Write out, word for word, every line from the one where "Objective: a point on each instance of the bird's right" occurs to the final line of the entries, and nothing beyond them.

[[ DATA RECORDS, beginning ]]

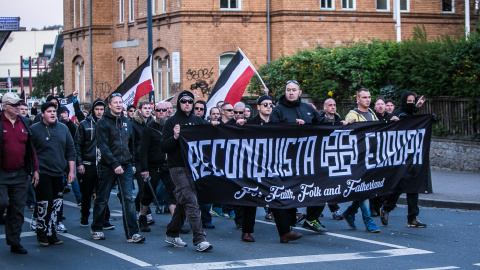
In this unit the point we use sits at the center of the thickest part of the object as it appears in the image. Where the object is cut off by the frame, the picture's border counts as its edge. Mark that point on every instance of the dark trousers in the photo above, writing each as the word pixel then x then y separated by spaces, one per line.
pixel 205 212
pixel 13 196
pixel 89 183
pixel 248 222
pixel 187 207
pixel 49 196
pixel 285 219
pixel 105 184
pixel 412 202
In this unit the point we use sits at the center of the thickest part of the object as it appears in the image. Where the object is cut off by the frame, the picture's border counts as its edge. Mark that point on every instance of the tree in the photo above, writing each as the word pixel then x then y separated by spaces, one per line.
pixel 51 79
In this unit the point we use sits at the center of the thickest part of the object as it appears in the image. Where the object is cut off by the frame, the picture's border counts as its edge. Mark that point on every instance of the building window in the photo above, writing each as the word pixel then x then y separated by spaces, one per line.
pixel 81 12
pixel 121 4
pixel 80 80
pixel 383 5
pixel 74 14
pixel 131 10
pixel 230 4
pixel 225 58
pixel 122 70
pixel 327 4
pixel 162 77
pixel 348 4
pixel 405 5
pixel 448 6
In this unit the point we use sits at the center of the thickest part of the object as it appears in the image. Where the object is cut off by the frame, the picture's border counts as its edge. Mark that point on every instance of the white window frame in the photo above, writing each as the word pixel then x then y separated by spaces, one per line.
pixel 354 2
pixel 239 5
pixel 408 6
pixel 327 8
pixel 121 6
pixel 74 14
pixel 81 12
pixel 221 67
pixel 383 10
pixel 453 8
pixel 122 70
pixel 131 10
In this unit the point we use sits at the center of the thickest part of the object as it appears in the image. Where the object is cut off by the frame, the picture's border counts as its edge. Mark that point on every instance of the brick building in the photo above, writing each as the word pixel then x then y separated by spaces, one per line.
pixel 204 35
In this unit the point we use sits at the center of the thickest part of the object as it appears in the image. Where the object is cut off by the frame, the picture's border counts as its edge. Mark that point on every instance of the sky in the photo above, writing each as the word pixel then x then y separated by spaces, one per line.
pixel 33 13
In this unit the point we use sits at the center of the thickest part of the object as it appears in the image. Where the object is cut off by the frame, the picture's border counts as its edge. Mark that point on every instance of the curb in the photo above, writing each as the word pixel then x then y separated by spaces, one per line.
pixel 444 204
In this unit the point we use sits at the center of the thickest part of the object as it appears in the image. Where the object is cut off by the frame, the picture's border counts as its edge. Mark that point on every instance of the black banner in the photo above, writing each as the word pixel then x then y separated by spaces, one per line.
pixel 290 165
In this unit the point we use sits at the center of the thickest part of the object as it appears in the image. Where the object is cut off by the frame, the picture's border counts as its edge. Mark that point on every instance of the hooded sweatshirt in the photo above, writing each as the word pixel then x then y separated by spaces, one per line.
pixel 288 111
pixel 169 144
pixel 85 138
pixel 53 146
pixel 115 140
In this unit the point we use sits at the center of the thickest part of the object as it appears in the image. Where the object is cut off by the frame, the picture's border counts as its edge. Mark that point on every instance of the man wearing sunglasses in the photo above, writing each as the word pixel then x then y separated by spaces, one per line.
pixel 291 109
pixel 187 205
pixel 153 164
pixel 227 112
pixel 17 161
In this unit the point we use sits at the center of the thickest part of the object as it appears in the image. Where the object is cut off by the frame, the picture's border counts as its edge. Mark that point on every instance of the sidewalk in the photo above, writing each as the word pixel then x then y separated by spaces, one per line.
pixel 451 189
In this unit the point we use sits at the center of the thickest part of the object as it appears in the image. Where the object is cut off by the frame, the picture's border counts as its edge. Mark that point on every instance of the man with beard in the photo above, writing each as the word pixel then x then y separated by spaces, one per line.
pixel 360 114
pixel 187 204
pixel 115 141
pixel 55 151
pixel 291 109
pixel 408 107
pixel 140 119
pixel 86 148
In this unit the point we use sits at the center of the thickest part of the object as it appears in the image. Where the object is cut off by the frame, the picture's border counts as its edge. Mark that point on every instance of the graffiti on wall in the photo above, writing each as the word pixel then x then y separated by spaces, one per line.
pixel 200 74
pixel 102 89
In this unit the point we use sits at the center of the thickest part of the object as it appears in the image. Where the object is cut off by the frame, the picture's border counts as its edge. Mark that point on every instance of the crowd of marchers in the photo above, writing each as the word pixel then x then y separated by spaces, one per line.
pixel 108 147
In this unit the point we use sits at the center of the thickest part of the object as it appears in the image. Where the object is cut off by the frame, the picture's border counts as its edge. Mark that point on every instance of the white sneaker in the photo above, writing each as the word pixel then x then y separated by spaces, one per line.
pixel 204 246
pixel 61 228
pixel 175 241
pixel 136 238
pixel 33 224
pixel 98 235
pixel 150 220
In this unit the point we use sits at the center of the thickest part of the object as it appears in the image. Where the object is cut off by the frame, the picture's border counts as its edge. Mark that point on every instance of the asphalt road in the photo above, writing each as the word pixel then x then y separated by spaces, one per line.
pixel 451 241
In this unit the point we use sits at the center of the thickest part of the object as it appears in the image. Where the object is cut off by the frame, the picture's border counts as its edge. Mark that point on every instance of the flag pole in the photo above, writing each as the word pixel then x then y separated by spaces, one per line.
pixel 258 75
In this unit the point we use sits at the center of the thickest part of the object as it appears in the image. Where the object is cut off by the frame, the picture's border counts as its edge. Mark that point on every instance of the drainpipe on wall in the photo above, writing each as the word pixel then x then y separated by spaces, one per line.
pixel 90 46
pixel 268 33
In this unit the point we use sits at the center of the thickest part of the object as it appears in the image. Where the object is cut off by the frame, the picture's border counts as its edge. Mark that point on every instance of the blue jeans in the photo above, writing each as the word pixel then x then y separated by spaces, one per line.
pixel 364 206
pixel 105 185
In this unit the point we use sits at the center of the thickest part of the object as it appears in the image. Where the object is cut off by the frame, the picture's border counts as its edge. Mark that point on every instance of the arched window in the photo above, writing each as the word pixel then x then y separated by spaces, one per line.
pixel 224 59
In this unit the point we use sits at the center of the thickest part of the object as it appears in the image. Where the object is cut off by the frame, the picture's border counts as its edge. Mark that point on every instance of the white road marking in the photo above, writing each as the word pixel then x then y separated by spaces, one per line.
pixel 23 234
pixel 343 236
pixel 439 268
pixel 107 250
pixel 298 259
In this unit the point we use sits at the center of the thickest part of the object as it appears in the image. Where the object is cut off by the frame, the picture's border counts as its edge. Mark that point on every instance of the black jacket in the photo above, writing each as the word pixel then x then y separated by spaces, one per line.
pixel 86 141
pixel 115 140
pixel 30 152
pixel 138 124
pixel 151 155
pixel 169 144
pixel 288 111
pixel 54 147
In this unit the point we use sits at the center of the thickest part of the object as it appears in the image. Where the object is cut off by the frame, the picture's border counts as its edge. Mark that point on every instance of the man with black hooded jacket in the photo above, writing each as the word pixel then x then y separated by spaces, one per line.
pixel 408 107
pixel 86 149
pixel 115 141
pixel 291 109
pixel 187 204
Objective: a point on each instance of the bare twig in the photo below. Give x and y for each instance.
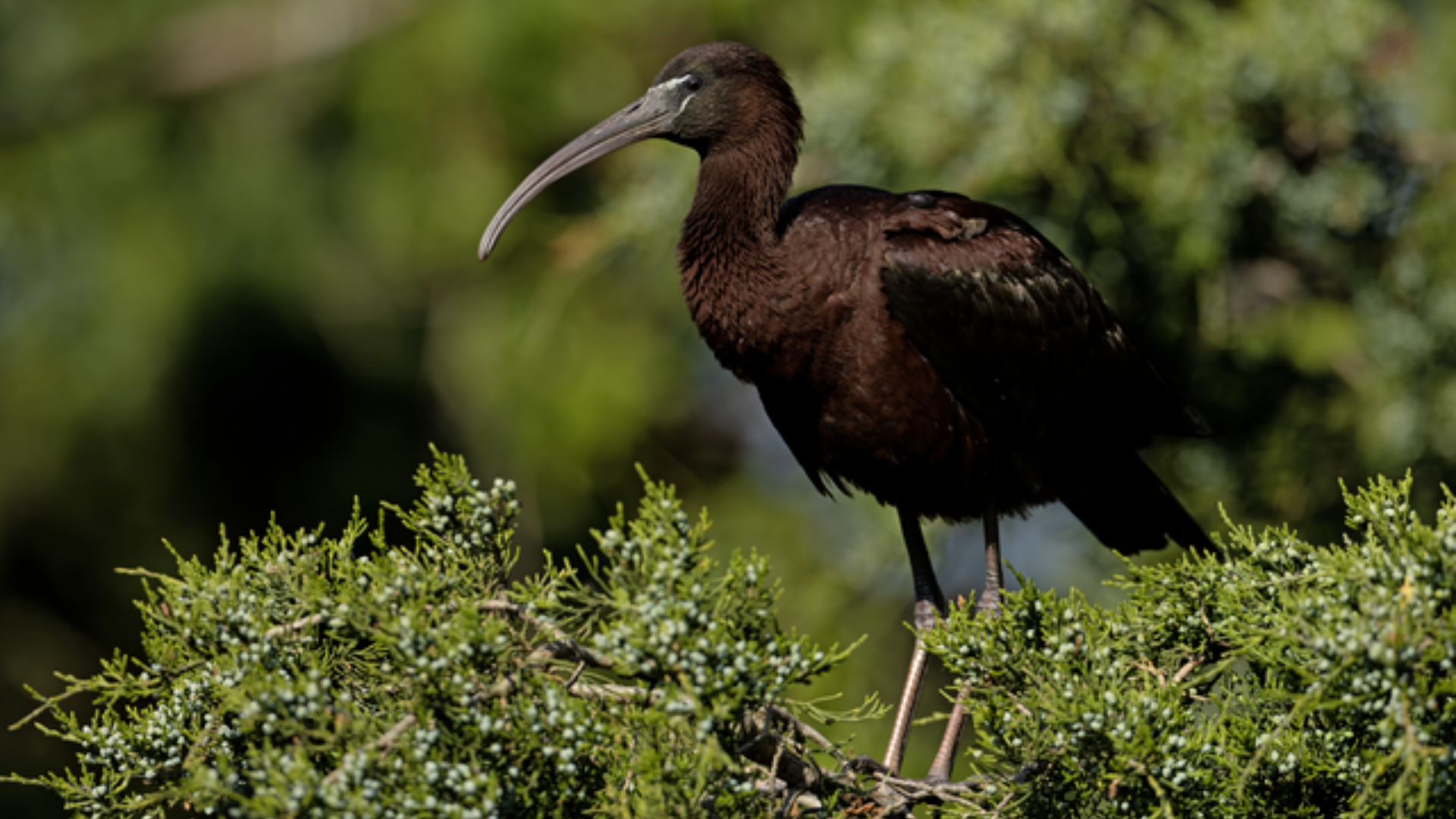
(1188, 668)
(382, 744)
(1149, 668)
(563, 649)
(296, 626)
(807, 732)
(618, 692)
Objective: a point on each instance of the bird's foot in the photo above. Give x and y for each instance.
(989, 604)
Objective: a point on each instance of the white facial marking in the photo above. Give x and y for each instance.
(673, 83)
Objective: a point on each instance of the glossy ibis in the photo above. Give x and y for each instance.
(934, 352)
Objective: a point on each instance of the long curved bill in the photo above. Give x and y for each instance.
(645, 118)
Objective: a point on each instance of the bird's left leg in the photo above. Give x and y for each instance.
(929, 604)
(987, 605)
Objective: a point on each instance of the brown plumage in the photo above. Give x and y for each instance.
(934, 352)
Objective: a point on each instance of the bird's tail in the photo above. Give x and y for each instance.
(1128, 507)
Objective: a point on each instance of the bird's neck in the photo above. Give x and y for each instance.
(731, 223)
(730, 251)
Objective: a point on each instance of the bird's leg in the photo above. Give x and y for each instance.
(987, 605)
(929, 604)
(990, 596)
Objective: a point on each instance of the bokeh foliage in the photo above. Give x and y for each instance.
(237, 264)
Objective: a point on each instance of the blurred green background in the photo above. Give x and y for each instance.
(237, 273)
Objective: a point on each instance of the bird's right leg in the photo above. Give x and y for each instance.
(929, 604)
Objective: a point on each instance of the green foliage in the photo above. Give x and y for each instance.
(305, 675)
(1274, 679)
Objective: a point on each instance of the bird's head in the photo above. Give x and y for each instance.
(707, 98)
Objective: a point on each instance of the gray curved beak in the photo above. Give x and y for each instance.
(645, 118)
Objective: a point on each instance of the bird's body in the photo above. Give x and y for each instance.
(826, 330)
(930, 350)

[[ DATA RECORDS, end ]]

» **EXERCISE RESULT**
Objective: a point on each instance of the bird's right leg in the photo above. Give x and y for each instance.
(929, 604)
Objective: a point on each instance of the green foliage in the photo above. Give x and y for each instance.
(305, 675)
(1274, 679)
Objective: a point on each instance of the bird's head in the photo above. Give x and y for each instance.
(707, 98)
Objective: a point on each instance of the gray curved beak in the photo above. Give x and y for each instance.
(645, 118)
Objective: a point on each instance of the bird's body in the photo above. Give x and y for each instance.
(826, 330)
(930, 350)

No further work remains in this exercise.